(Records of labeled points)
* begin *
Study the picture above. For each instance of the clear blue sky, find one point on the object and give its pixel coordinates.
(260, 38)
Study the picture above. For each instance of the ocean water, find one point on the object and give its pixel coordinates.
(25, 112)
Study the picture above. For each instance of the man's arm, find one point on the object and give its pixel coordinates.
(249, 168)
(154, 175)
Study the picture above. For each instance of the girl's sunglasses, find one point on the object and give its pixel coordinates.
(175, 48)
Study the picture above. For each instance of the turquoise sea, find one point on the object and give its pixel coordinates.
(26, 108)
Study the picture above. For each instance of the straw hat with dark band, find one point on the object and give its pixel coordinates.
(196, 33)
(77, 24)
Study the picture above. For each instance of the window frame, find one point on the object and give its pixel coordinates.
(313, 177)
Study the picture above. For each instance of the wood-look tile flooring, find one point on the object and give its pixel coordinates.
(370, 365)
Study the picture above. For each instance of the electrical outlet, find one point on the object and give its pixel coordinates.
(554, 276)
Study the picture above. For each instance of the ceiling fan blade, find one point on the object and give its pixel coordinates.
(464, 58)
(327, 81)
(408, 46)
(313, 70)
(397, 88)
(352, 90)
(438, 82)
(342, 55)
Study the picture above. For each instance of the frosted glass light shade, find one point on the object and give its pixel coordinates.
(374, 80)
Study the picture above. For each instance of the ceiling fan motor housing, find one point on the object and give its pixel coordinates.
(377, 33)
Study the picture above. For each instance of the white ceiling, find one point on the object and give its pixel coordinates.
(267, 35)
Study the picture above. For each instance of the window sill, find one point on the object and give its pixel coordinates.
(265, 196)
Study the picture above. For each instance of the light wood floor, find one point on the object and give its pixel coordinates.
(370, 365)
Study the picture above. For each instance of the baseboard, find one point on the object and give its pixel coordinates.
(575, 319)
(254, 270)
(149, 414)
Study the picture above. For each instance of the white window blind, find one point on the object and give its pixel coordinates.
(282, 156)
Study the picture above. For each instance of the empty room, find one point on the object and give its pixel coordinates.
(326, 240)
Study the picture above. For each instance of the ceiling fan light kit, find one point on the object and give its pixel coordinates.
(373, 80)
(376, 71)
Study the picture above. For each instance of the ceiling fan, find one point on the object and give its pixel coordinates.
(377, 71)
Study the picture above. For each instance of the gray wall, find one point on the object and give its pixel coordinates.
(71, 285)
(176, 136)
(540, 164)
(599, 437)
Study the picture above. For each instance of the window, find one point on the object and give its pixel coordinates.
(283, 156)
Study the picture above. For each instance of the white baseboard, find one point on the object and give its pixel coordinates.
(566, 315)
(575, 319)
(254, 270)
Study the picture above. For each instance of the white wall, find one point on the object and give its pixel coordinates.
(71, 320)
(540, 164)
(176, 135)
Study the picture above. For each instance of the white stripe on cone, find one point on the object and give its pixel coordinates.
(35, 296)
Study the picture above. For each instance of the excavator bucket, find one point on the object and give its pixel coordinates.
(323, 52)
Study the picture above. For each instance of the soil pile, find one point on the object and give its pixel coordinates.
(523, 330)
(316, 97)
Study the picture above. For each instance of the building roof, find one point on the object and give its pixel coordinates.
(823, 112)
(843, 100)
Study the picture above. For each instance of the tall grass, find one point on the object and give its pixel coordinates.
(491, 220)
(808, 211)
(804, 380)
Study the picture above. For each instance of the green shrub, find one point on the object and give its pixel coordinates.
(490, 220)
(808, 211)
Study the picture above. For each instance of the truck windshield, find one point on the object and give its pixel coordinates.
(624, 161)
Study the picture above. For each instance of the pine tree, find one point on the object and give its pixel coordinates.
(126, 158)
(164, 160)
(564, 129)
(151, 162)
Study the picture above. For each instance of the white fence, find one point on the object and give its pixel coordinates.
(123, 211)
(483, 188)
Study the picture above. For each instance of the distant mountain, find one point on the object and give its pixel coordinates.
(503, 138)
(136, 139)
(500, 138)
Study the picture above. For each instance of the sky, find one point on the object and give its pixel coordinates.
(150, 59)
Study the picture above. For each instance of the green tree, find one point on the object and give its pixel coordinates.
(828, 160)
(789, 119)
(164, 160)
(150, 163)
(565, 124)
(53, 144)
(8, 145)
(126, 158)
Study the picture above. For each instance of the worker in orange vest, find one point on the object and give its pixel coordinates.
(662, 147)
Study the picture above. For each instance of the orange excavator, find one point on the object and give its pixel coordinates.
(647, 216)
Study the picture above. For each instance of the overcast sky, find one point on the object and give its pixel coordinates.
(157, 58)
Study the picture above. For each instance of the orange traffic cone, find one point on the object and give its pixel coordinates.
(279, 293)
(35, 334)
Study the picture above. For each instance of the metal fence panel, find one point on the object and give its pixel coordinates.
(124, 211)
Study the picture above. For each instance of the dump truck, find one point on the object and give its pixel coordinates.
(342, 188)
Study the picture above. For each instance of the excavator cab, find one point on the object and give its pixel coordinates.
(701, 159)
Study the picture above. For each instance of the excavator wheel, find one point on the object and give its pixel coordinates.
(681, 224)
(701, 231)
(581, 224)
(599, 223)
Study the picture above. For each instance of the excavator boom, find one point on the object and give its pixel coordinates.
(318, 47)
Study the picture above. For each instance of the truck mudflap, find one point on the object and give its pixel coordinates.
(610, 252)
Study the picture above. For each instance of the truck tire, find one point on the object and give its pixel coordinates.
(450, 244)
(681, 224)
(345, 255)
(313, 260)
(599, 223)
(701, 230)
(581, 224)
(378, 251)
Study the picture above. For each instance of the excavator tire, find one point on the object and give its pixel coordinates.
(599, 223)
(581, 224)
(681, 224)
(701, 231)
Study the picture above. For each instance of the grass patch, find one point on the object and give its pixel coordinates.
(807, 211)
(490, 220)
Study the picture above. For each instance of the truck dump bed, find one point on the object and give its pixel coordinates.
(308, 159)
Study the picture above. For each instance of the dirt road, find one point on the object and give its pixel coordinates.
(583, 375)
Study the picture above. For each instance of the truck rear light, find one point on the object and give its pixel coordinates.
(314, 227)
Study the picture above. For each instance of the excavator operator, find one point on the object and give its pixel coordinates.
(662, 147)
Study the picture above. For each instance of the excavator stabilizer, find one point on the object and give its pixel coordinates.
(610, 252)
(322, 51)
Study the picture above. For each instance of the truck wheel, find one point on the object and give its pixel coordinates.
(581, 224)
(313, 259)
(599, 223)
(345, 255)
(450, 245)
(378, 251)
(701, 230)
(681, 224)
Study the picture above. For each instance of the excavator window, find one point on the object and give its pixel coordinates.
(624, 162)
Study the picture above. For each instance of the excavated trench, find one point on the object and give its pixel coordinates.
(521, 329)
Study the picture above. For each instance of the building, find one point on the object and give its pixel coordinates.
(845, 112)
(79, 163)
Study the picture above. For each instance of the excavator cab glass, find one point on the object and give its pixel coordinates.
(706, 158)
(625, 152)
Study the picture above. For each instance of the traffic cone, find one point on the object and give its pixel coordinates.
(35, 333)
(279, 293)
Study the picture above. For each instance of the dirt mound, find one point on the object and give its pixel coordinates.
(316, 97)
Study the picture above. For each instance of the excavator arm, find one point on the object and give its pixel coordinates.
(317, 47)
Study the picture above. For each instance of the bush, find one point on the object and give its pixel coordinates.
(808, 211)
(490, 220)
* end *
Short problem →
From the line holding "Study the picture above. For each instance of the truck rear" to the last line of the records, quote each line exactly and add nothing.

Exercise output →
Study the picture above. For each instance of the truck rear light, find one point on the object and give its pixel coordinates.
(314, 227)
Study the picture above. For each instance of the excavator operator, find one point on the object and give its pixel coordinates.
(662, 147)
Study the picture above. For each instance of the excavator stabilizer, find one point on the object and give its pixel coordinates.
(610, 252)
(322, 51)
Study the picture above. For each instance of the truck wheel, find one point on the object and give its pixel coordinates.
(581, 224)
(313, 259)
(599, 223)
(345, 255)
(450, 245)
(378, 251)
(701, 230)
(681, 224)
Study the picture above. For each instance of the excavator window, find one point on the object and give its pixel coordinates.
(624, 162)
Study the picture above. For each instance of the excavated trench, find one point on the object and give its pixel coordinates.
(521, 329)
Study the picture above. For each instance of the building, find one point on the object and give its pixel coordinates.
(845, 112)
(79, 163)
Study the picture above. For each instance of the excavator cab glass, find one point on the object and give its pixel coordinates.
(706, 158)
(625, 152)
Study the picture above. For each instance of the traffic cone, find one point on the object and give its pixel coordinates.
(35, 333)
(279, 293)
Study the picture above. For each instance of the dirt mound, find one point on the object and give its pixel coordinates.
(316, 97)
Study the picture above. For each instance of the excavator arm, find one point on the object and give its pixel coordinates.
(317, 47)
Study the picture above. For each instance of the bush, find one point on the object and give its pixel coordinates.
(808, 211)
(490, 220)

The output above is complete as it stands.